#### SELECTED EXCERPT ####

The only error assigned by the defendant is that the trial court erred in refusing to set aside the verdict of the jury on the ground that the same is contrary to the law and the evidence.
It is first contended that there is no evidence to show that defendant “had anything to do with the board with the nail in it upon which plaintiff fell, or *778"that it was responsible for the placing of the board in the position it was at the time the plaintiff fell upon it.”
We do not think this position is tenable. There is evidence, both direct and circumstantial, tending to show that the old boards containing the rusty nails, which were in the barrier and in the mud by the board walkway, as hereinbefore stated, one of which caused plaintiff’s injury, were dug up out of Chesapeake avenue by the steam shovel operated by the defendant in the excavation of that street, and were left by the defendant in the position they were at the time of the-accident.
S. H. Dennis, one of plaintiff’s witnesses, testified that, at the time plaintiff received her injury, Jefferson street at the intersection with the west side of Chesapeake avenue was in “terrible condition” on account, of the work being done; that the steam shovel operated by defendant tore up a number of old boards with , nails in them at the southwest corner of Jefferson street and Chesapeake avenue, which remained there-during the time defendant was excavating — -“a month or more.” He further testified in part as follows:
“Q. I am asking you to tell what you know?
“A. I have lived there for years. There was a sidewalk there probably years ago, and it has covered up these old boards, and they were scooped out, and of course, the boards would fall out of the scoop and lay there.
“Q. Were any of these boards laying there?
“A. Quite a good many of them; yes, sir.
“Q. With nails in them?
“A. Nails in some of them.
“Q. Please tell the jury whether or not there were. *779any boards at the southwest corner of Jefferson street and Chesapeake avenue with nails in them on the 28th day of February, 1923?” (The day of the accident.)
“A. Yes, sir; there were boards with nails in them at that time.
“Q. Where were the boards?
“A. They excavated them out of the street.”
Harry Hanbury, another witness for the plaintiff, testified on the subject as follows:
“Q. What was the condition of that walkway as you crossed from one side of the street, Jefferson street, going south down Chesapeake avenue from Mr. Dennis’ corner toward the corner you lived on; what was the condition of the walkway across there?

####

▶ [COMPLETE THE FOLLOWING]
**1)** According to the court opinion excerpt, on what date was the plaintiff injured?
**2)** Reproduce the entire listing that follows, line for line and without any changes.
The listing below is unrelated to the court opinion excerpt.

#### ENTRIES SHOWN ####

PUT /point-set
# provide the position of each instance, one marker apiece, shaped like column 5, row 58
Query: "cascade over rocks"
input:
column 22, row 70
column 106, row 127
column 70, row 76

####

▶ [LIST OF SOLUTIONS]
**1)** February 28, 1923.

**2)**
PUT /point-set
# provide the position of each instance, one marker apiece, shaped like column 5, row 58
Query: "cascade over rocks"
input:
column 22, row 70
column 106, row 127
column 70, row 76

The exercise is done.